[MATERIAL FOR THIS TASK — start]

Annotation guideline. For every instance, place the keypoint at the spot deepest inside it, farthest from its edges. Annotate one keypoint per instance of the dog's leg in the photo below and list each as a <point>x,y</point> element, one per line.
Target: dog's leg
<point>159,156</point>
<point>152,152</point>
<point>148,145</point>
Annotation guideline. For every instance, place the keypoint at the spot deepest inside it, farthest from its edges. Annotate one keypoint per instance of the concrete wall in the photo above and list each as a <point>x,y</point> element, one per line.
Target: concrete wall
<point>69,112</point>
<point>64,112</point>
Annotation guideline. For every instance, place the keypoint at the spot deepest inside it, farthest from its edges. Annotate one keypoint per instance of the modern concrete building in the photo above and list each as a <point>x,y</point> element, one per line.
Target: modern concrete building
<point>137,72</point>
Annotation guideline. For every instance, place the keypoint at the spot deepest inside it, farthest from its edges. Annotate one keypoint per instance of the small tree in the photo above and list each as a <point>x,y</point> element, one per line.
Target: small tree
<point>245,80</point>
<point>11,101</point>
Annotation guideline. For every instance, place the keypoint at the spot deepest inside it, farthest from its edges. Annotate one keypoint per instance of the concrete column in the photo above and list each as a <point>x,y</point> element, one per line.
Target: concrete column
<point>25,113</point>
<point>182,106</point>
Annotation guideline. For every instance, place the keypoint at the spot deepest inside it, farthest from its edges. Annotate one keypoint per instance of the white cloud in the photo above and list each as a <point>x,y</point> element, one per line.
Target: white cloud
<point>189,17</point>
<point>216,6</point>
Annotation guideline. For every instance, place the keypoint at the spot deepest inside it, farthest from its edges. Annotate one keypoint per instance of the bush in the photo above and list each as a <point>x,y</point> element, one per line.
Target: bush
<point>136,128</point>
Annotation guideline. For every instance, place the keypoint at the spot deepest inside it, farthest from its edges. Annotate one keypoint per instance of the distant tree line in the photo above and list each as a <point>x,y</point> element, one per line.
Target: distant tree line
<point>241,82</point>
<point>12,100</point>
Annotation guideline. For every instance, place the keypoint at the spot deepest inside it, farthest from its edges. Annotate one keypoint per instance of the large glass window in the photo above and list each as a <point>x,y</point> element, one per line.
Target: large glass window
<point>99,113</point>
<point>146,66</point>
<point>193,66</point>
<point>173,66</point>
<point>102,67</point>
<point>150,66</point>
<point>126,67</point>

[MATERIAL FOR THIS TASK — finish]

Lines before the one containing "Target: white cloud" are to be left out; that line and every line after it through the end of the data should be copied exactly.

Target: white cloud
<point>189,17</point>
<point>216,6</point>
Annotation guideline. For every instance, place the keypoint at the spot deepest inside it, farthest from its edges. Annotate one keypoint per instance of the bush in the photo above and list each as a <point>x,y</point> element, one per line.
Target: bush
<point>136,128</point>
Annotation guideline. For every instance, place the keypoint at the spot deepest inside it, farthest from its edges. Annotate one keypoint per instance of the distant tree line in the photo above and list each as a <point>x,y</point> element, one per line.
Target: distant tree line
<point>241,82</point>
<point>12,100</point>
Annotation guideline. For every instance, place the keypoint at the spot deepest inside it, farthest from its edges. Annotate one keypoint per instance of the large glass window in the photo above and list each as a <point>x,y</point> element, one per line.
Target: large glass window
<point>99,113</point>
<point>146,66</point>
<point>193,66</point>
<point>173,66</point>
<point>102,67</point>
<point>150,66</point>
<point>126,67</point>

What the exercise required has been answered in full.